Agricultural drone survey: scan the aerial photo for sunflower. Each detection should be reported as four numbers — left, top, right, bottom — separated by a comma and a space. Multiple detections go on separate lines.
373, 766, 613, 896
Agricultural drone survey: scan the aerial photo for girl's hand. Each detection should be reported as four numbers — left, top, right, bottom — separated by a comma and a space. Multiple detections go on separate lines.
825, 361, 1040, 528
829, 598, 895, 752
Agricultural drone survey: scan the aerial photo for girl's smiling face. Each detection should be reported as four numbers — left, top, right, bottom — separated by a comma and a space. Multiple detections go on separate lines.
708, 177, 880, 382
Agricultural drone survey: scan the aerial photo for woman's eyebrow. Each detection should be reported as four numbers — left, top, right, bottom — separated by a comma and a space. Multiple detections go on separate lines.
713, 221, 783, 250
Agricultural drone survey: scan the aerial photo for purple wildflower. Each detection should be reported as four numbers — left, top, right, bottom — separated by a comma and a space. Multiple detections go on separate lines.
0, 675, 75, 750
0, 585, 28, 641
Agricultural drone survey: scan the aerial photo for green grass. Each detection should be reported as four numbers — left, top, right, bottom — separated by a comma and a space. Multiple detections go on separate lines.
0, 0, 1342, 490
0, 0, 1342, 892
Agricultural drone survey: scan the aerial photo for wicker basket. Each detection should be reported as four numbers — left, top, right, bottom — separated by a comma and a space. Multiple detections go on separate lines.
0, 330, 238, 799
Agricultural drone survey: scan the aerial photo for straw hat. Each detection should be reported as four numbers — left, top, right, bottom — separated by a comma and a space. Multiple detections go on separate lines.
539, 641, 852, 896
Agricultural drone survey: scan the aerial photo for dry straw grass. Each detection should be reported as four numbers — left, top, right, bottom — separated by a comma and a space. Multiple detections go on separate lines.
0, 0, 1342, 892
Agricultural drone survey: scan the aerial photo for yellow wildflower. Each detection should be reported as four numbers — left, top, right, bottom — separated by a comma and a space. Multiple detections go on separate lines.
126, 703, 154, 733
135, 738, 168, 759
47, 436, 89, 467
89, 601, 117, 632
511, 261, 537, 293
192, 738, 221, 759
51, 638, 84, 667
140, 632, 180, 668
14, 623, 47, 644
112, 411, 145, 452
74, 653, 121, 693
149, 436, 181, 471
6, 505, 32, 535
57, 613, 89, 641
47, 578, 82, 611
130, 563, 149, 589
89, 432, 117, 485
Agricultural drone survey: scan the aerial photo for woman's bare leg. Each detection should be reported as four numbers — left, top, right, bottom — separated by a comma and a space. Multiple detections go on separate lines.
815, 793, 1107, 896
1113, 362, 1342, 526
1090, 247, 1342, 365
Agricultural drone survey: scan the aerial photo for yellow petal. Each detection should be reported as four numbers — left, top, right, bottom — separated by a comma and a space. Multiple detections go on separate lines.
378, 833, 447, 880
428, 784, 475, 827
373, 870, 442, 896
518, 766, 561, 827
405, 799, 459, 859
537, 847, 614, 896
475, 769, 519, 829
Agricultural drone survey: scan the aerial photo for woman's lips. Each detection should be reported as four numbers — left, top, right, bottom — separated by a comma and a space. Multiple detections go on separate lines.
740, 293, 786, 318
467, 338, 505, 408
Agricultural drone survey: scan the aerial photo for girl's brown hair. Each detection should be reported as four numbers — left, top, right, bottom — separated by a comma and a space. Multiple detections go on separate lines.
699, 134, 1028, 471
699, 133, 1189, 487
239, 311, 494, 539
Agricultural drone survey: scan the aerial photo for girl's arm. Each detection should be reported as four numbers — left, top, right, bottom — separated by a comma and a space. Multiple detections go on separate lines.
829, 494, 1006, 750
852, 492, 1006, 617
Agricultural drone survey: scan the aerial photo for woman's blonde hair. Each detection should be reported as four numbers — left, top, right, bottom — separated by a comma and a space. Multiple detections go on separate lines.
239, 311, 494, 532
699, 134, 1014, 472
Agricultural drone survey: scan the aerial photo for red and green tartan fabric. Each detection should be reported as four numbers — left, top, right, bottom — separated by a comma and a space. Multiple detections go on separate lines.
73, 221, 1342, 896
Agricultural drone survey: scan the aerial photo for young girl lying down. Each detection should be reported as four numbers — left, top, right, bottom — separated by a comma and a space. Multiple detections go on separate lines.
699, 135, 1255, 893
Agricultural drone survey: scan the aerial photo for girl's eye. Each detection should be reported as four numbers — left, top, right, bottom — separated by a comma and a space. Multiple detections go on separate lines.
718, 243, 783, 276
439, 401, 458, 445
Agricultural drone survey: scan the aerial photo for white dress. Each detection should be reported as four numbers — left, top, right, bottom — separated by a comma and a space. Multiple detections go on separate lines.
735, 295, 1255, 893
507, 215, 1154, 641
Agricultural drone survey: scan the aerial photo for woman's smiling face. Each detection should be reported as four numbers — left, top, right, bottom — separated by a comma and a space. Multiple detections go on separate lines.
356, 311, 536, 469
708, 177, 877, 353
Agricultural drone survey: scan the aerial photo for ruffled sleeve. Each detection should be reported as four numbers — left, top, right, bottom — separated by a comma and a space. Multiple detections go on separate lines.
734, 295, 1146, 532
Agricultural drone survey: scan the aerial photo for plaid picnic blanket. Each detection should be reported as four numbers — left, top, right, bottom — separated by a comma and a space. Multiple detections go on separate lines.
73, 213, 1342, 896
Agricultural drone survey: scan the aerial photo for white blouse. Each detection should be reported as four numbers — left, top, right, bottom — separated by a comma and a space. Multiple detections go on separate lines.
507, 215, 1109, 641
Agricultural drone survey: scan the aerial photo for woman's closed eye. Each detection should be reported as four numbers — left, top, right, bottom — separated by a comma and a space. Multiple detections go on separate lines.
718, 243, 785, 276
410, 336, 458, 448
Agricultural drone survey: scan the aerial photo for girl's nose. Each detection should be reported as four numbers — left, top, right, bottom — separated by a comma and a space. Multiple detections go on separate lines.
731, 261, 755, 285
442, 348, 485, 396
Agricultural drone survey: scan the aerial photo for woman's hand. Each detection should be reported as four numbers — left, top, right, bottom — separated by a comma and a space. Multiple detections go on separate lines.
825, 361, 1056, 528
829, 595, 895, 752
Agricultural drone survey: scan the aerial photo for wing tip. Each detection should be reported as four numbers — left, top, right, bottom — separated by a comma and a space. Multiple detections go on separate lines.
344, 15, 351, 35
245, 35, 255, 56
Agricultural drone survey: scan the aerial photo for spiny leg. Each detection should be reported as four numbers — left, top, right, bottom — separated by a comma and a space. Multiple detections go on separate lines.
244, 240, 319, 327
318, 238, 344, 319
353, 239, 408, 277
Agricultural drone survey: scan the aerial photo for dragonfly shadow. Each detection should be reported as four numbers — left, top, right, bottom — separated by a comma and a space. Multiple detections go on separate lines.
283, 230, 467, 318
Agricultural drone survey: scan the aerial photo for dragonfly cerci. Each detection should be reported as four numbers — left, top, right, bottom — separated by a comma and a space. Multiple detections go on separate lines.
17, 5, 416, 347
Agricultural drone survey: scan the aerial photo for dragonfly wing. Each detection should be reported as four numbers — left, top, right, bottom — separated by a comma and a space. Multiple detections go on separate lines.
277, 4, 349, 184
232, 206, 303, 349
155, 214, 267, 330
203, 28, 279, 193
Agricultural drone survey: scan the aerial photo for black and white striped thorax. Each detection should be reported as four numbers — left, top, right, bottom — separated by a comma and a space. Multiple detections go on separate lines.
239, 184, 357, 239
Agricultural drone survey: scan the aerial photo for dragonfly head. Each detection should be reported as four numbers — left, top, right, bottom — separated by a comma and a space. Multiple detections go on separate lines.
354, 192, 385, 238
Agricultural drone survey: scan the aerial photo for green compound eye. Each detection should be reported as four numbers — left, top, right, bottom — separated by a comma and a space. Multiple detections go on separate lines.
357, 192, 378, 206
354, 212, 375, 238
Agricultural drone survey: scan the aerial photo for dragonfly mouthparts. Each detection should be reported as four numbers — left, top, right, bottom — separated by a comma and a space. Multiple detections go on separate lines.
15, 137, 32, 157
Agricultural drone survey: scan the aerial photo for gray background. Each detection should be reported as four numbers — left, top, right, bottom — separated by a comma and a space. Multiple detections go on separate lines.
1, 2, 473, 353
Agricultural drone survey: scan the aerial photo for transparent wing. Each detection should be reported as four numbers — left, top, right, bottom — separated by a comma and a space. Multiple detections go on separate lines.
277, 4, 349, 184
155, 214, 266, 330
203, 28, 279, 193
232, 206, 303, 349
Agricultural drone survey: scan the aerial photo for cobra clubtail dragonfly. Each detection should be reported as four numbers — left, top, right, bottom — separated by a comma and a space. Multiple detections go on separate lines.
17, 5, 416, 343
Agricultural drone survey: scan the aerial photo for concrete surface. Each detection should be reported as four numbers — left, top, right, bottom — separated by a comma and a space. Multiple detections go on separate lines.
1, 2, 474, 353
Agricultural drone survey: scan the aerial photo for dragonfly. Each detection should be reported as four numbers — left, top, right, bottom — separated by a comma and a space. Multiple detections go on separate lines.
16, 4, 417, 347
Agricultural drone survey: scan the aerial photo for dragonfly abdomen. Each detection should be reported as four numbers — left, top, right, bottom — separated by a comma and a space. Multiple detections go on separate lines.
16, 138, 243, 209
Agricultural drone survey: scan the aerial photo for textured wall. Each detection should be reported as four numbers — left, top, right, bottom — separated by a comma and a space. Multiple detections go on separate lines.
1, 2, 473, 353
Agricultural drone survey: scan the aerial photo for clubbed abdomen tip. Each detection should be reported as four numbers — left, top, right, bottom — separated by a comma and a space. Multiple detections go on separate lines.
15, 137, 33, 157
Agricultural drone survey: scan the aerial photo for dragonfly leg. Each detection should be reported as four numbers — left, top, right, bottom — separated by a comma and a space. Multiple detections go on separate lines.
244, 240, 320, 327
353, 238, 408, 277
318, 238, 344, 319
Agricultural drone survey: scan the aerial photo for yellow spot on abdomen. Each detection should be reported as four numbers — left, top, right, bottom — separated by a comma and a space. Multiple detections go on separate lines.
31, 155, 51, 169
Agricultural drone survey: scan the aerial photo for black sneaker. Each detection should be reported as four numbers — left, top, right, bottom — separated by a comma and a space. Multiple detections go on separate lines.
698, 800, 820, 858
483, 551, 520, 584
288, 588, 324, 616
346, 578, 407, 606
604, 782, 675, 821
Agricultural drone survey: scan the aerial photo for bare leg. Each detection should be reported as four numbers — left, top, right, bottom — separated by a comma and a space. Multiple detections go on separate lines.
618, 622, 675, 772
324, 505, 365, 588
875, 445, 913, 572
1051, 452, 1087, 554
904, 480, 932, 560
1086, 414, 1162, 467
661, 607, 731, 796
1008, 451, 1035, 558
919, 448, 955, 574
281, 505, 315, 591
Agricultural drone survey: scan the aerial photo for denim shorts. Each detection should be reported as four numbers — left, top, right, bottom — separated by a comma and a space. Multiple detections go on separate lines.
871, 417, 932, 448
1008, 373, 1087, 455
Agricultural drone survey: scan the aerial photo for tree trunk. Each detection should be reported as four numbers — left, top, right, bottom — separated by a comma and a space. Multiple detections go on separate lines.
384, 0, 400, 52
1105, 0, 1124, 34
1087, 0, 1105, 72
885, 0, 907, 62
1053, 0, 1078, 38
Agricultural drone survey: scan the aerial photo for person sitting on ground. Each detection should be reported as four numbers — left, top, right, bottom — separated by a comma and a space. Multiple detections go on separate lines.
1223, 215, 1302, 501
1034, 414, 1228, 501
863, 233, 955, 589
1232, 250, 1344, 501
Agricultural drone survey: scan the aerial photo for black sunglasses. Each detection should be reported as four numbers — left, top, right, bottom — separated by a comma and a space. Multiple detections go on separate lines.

GOAL
Edit the lines from the start of the rows through the line holding "539, 641, 852, 896", inclusive, changing "wicker basket" to "woven basket" and leaving everything else as is. Return only those edited lines.

ANSWER FOR THE TASK
Agricultural drone survey: scan the aerial photo for sunflower. Each detection should be reported as four numbers — left, top, right, bottom — separated by a comma and a space. Multiple detections go on separate lines.
373, 766, 613, 896
Agricultural drone survey: scan the aerial photo for girl's hand. Each detection should be reported as four numbers — left, top, right, bottom — separated by a comma and a space. Multiple detections go on separate lines.
825, 361, 1040, 528
829, 598, 895, 752
Agricultural drone survey: scan the aerial photo for girl's smiling face. Each detection should be reported as four numbers — left, top, right, bottom — separated by a comma and a space. Multiple detections go on separate lines.
708, 177, 880, 382
Agricultural drone survey: scan the aerial photo for woman's eyebrow. Each detection should be reported as four numbers — left, top, right, bottom — separated by a comma and a space. Multiple detections go on separate lines.
713, 221, 783, 250
Agricultural drone survey: scan the aerial photo for purple wildflower. Each detection should be reported as four numbers — left, top, right, bottom — separated by a comma and a space. Multiple detections go on separate lines.
0, 675, 75, 750
0, 585, 28, 641
Agricultural drone survey: scan the aerial photo for green grass. Each detection should be reported as four numbers — left, top, right, bottom — separated by a comma and a space. Multiple detections go on separate lines.
0, 0, 1342, 490
0, 0, 1342, 892
Agricultural drone survey: scan the aerial photo for woven basket. Each detection should be reported as four numbers — left, top, right, bottom — separated by a comma and a space. Multiple detections go on separate lines.
0, 330, 238, 799
Agricultural drone survey: scan the aerial photo for straw hat. Each detection should be reported as four numbers — left, top, right, bottom — separated by a comma and a space. Multiple detections go on separate lines.
539, 641, 852, 896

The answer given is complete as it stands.